→ Tâche 1: Selon l'extrait sur les Ouïghours, depuis combien d'années la personne qui s'exprime n'a-t-elle plus aucun contact sur place ?
→ Tâche 2: Modifiez un passage de l'extrait sur les Ouïghours en remplaçant « arrestation » par « interpellation ». Commencez aux mots « Je suis très » et arrêtez-vous après « de la répression. ».
→ Tâche 3: Donnez la suite de l'extrait sur les Ouïghours à partir de sa dernière phrase.

→ Extrait du document:
----

Je suis très inquiète et depuis plusieurs années, bien avant que les médias ne commencent à s’intéresser au sort des Ouïghours. Cela fait quatre ou cinq ans que je n’ai plus aucun contact sur place. Mes amis m’ont même demandé de ne plus prendre de leurs nouvelles, car toute connexion avec l’étranger peut être, pour eux, un motif d’arrestation. Dans la diaspora ouïghoure, tout le monde connaît au moins une personne qui a disparu et dont on n’a aucune nouvelle depuis plusieurs années. Il y a peu d’information qui filtre, mais les témoignages récents sont horribles et des études sérieuses basées sur des documents officiels chinois prouvent également l’aggravation de la répression.
Peut-on parler de génocide ?

----

Données extraites d'une collection:

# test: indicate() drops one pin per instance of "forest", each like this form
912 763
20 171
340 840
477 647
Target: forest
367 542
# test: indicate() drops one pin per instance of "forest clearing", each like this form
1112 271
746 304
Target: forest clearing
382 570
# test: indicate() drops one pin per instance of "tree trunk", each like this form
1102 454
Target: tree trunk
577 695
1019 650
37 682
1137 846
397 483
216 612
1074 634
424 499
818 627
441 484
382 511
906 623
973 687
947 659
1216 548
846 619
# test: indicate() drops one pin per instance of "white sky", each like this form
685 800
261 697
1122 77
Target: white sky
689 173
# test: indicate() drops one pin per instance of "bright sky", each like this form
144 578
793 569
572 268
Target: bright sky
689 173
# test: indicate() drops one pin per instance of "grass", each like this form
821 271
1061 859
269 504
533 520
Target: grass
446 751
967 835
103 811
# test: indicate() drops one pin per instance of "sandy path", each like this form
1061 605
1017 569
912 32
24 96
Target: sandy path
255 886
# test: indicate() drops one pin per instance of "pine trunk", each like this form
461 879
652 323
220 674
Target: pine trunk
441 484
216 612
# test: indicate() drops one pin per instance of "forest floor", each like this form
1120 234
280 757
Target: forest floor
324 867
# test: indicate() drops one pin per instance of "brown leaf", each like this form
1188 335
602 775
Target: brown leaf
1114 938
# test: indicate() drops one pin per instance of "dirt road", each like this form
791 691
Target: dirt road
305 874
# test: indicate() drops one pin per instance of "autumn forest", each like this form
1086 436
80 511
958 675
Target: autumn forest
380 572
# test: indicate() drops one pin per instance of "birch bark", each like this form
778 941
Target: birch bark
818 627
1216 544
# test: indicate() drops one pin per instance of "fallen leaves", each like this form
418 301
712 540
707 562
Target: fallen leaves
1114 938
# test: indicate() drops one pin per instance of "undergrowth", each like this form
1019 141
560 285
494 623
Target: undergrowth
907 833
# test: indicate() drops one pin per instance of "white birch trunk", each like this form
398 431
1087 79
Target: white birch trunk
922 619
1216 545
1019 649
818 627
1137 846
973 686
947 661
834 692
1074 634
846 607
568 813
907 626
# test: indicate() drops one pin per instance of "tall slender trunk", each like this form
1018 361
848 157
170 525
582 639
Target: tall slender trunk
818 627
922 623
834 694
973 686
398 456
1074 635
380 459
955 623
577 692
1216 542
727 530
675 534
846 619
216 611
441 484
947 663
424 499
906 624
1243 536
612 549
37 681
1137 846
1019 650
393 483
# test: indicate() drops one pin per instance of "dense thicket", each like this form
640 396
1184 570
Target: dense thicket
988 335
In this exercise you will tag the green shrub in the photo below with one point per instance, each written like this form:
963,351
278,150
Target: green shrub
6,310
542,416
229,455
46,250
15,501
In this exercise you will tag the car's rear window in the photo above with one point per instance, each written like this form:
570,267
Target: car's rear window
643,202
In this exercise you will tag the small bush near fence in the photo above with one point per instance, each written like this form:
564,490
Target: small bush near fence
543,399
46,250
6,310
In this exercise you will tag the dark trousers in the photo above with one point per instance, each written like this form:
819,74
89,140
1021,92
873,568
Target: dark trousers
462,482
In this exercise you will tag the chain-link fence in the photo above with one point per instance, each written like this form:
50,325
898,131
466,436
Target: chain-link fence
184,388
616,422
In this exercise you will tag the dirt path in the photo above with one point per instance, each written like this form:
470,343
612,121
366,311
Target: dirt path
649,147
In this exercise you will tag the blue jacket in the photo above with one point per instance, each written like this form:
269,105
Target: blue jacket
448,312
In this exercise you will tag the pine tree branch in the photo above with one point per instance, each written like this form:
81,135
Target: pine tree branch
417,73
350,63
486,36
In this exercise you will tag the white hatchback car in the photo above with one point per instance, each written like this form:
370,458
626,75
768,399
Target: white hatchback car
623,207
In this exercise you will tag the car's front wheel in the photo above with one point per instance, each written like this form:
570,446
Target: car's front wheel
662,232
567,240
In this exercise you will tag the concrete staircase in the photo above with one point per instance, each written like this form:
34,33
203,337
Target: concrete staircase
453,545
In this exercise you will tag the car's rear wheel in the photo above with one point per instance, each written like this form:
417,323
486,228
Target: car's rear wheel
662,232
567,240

----

→ Réponse 1: Depuis quatre ou cinq ans.

→ Réponse 2:
Je suis très inquiète et depuis plusieurs années, bien avant que les médias ne commencent à s’intéresser au sort des Ouïghours. Cela fait quatre ou cinq ans que je n’ai plus aucun contact sur place. Mes amis m’ont même demandé de ne plus prendre de leurs nouvelles, car toute connexion avec l’étranger peut être, pour eux, un motif d’interpellation. Dans la diaspora ouïghoure, tout le monde connaît au moins une personne qui a disparu et dont on n’a aucune nouvelle depuis plusieurs années. Il y a peu d’information qui filtre, mais les témoignages récents sont horribles et des études sérieuses basées sur des documents officiels chinois prouvent également l’aggravation de la répression.

→ Réponse 3:
Certaines personnes parlent de génocide culturel, mais ce terme n’a pas de sens, c’est un génocide tout simplement. On ne sait pas ce qui se passe dans les camps, aucune mission d’observation n’y est autorisée. Mais si les choses continuent ainsi, ce peuple va disparaître. Il faut alerter le monde sur ce crime contre l’humanité. Ce qui se passe dans les camps du Xinjiang ne doit pas seulement inquiéter les Ouïghours, mais tous les citoyens. En effet, pour la Chine, derrière l’argument de « rééduquer des esprits malades », il y a une volonté dissimulée de tester et développer des technologies de surveillance de masse (Des quartiers entiers sont placés sous vidéosurveillance avec des dispositifs de reconnaissance faciale, NDLR). De même, depuis plusieurs mois, des rumeurs circulent faisant état d’administration forcée de médicaments non identifiés aux Ouïghours. On soupçonne les autorités chinoises d’en faire des cobayes pour effectuer des tests sur le vaccin contre le coronavirus.
Que ce soit en tant que chercheuse en ethnomusicologie rattachée à l’Université Jean-Jaurès à Toulouse ou à travers vos activités artistiques, votre démarche consiste à faire connaître votre peuple.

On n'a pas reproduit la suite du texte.